Text block →
● ● ● ● ● ● ●

I figured I had nothing to lose, really, because whilst parts of me were in a tail spin about being so vulnerable and worrying massively about being rejected for being ‘too much’, there were other parts who know that A and I can work through whatever I bring to her. Enough of me trusts her for me to be able to tell her I am struggling and knows that she won’t shame me for my feelings. And because it’s ok for me to communicate with her outside session, and she’s been happy read my blog posts when I have shared them with her in the past, it seemed silly to continue suffering when actually I could give her the heads up and then we would be on the same page for our session the next day.

I didn’t expect her to read it until Monday or reply but I felt much better for just getting it off my chest. When I am dysregulated, I find expressing how I feel in writing much easier than trying to explain it verbally and Anita really understands this. That’s not to say I don’t talk in the room (I really do!), or that the therapy is taking place outside the room and not in it because I write to her or blog.

A knows there are parts that will take time to trust, need to test her and the relationship (repeatedly) and by allowing me to check in outside those two contact hours a week, those tentative, vulnerable, scared, flighty parts of me are able to do what they need to do, express what they need to, and this has enabled them to make it into the space face to face more often.

● ● ● ● ● ● ●

Information supplied →

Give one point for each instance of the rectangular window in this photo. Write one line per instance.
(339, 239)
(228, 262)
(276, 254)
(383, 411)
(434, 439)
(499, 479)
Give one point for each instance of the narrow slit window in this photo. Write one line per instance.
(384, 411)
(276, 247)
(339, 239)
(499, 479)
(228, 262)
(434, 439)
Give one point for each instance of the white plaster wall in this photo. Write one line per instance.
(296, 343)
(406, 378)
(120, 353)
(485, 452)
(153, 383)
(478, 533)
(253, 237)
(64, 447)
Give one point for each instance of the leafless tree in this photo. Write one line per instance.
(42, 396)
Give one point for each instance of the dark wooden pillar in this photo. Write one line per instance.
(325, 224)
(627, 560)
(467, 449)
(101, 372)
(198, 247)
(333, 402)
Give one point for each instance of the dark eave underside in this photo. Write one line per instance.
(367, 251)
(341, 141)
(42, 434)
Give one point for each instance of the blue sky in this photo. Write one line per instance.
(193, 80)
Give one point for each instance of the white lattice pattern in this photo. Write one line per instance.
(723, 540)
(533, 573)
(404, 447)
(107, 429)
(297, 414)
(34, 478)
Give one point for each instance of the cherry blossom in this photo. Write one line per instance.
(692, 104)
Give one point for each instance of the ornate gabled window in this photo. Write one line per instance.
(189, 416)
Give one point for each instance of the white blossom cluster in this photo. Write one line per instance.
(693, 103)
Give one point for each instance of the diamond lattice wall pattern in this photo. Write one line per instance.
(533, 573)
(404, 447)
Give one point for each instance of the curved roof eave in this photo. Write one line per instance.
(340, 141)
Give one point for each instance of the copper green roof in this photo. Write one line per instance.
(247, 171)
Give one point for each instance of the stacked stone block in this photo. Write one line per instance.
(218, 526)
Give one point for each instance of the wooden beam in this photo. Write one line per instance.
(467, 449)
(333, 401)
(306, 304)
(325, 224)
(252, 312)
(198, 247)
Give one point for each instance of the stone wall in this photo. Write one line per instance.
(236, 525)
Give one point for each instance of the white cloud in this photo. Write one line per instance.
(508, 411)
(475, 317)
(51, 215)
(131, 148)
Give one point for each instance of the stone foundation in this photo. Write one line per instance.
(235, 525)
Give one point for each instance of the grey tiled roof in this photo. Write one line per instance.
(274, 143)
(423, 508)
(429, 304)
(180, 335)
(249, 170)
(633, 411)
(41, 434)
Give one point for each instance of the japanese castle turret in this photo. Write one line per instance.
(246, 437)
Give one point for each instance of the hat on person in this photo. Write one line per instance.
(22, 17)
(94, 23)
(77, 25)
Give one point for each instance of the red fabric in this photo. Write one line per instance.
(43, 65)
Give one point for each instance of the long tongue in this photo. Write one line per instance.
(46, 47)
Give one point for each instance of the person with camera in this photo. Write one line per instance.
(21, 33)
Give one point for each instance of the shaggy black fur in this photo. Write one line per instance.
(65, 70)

● ● ● ● ● ● ●

Task prompt →
Transcribe the passage from the therapy blog text word for word, starting with the words "I didn’t expect" and ending after the words "face more often.".

Answer to the exercise →
I didn’t expect her to read it until Monday or reply but I felt much better for just getting it off my chest. When I am dysregulated, I find expressing how I feel in writing much easier than trying to explain it verbally and Anita really understands this. That’s not to say I don’t talk in the room (I really do!), or that the therapy is taking place outside the room and not in it because I write to her or blog.

A knows there are parts that will take time to trust, need to test her and the relationship (repeatedly) and by allowing me to check in outside those two contact hours a week, those tentative, vulnerable, scared, flighty parts of me are able to do what they need to do, express what they need to, and this has enabled them to make it into the space face to face more often.